§ **What to work on**:
Format the lines below, from the one containing "Spot the hair" through the one containing "[[212, 210]]", as a Markdown table with the columns Row and Line, numbering each row and leaving out blank lines. Include only those lines.

§ **Entries**:
☆ ☆ ☆ ☆ ☆
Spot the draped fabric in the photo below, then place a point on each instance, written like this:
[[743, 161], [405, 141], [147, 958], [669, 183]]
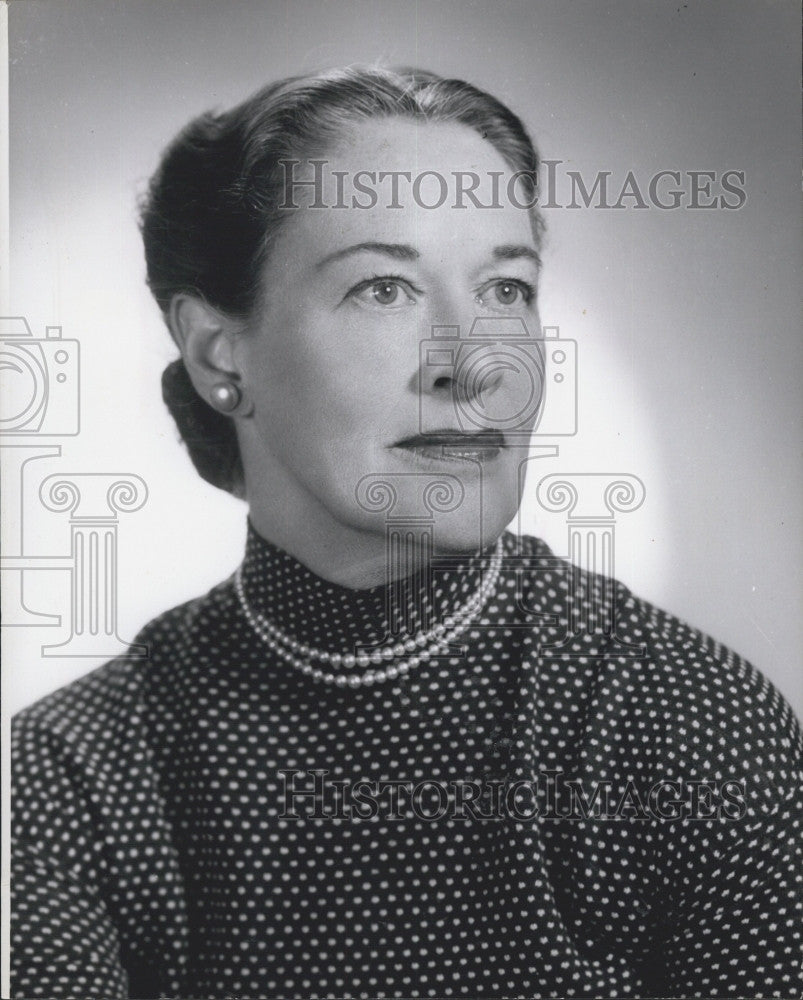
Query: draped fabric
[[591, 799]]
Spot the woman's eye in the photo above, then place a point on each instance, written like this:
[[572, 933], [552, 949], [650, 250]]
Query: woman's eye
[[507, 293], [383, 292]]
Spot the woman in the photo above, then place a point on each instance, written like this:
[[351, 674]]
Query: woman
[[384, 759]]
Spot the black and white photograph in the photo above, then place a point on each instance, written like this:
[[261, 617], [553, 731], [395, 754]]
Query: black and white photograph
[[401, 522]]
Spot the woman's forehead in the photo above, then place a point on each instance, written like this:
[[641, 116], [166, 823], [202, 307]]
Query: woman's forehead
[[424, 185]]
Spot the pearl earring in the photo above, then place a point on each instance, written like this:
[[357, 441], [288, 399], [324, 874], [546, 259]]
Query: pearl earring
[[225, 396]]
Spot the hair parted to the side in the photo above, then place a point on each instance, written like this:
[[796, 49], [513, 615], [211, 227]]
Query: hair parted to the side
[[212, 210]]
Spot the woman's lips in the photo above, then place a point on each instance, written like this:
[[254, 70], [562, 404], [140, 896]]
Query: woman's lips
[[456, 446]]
☆ ☆ ☆ ☆ ☆
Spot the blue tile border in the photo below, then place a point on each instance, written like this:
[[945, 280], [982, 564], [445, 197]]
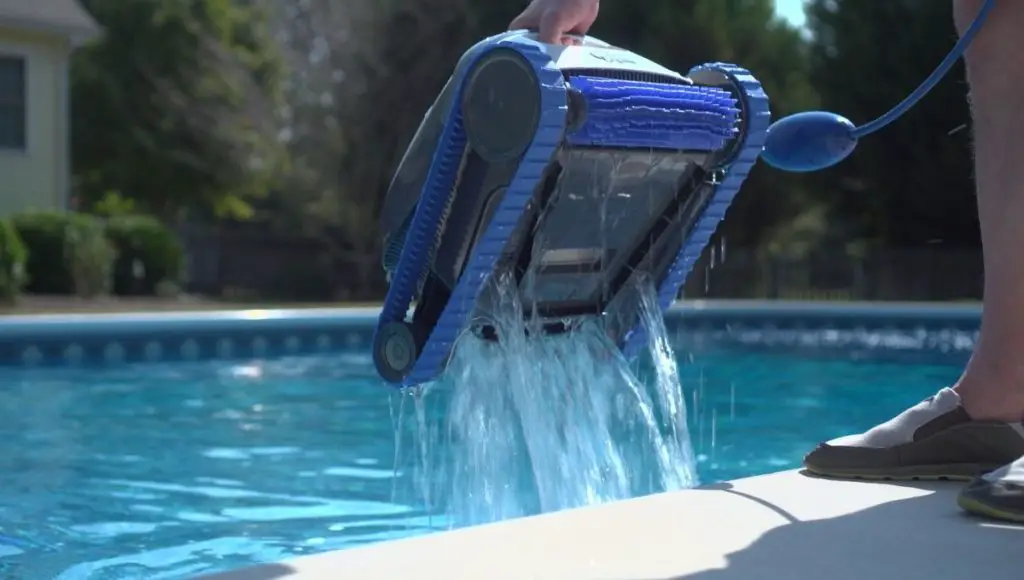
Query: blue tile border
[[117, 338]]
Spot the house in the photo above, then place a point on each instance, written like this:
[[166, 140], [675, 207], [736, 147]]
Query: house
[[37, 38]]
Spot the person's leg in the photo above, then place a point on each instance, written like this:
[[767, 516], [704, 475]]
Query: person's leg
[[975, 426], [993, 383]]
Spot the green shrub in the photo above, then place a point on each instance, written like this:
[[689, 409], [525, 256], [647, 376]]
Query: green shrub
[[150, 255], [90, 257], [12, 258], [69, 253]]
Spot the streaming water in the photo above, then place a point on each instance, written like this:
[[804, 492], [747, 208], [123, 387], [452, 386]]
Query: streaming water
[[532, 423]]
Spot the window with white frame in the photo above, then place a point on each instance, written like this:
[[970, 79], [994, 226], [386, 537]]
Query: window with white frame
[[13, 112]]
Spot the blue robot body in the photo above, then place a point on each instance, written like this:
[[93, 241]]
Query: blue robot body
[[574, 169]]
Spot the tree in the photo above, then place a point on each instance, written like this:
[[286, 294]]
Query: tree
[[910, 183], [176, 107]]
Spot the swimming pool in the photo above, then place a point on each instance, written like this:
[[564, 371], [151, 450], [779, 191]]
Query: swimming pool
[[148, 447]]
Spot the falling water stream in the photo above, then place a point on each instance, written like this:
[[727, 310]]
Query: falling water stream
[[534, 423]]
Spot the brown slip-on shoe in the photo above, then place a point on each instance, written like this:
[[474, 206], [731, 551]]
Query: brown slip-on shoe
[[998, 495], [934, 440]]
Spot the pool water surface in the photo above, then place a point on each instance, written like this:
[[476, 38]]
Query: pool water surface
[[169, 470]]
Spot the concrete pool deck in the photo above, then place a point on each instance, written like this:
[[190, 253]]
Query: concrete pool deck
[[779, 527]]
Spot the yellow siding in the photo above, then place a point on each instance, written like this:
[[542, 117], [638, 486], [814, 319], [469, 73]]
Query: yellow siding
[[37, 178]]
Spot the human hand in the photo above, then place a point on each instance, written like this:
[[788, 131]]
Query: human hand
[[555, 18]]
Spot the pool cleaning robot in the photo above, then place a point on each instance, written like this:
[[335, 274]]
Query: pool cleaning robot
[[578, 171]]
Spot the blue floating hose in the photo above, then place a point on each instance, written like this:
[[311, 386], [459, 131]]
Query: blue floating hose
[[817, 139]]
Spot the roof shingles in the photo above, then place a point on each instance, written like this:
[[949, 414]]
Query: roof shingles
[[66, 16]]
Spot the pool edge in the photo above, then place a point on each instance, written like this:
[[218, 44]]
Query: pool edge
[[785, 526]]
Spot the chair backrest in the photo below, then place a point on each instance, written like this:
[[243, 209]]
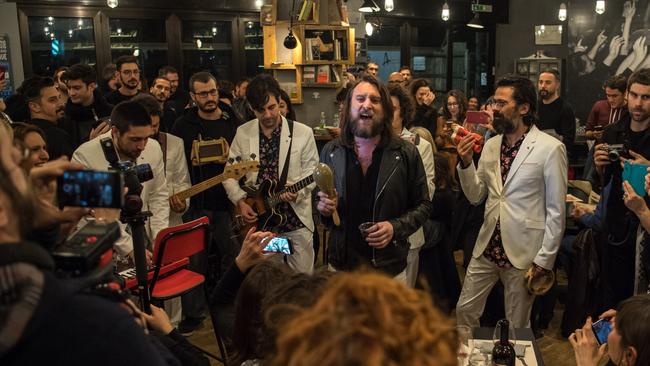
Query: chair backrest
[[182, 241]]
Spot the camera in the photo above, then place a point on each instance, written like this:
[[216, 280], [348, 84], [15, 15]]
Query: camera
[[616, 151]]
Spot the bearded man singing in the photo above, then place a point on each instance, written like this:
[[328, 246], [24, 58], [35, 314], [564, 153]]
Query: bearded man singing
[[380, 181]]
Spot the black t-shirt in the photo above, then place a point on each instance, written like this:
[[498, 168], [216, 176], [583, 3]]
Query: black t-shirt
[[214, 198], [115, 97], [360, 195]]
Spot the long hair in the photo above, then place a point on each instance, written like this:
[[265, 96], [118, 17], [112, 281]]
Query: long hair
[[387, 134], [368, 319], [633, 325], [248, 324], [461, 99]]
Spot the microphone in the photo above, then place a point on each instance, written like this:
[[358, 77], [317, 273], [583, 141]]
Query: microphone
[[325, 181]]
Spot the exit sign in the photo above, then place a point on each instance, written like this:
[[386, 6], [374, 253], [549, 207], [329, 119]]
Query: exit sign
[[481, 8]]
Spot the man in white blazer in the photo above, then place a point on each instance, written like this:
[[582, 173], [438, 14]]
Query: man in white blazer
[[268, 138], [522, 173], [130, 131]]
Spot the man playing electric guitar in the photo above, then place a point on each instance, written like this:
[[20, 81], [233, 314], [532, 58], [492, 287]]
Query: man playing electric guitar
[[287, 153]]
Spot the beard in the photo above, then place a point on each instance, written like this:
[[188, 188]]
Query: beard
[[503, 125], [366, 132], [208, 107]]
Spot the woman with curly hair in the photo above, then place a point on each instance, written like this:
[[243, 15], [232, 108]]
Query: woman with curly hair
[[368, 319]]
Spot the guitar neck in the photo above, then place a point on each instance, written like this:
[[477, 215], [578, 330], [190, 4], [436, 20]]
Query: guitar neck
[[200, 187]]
☆ ☆ ☆ ☆ ☆
§ **Exercise answer**:
| Row | Line |
|---|---|
| 1 | Spot the hair parted to the side in the photo above, then place a point on each instance, written like this: |
| 2 | [[796, 49], [513, 615], [211, 227]] |
| 3 | Query: hair parted to the side |
| 4 | [[212, 210]] |